Information shown =>
========================

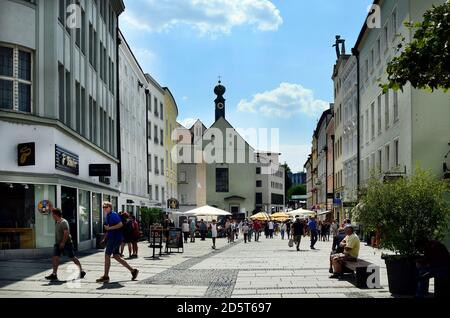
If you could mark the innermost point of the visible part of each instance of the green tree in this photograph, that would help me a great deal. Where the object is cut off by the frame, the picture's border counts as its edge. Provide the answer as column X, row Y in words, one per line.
column 424, row 62
column 406, row 210
column 297, row 190
column 287, row 180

========================

Given task => Retype every one of the records above word for word, leaving the pictures out of your copy.

Result of the exercise =>
If you could mark the innermost point of the visible part of each instance of the green tree in this photograph, that would help me a great deal. Where the object is cut off by the frame, the picture's border counts as its edge. Provide the answer as column X, row Y in words, one per line.
column 424, row 62
column 406, row 210
column 297, row 190
column 287, row 180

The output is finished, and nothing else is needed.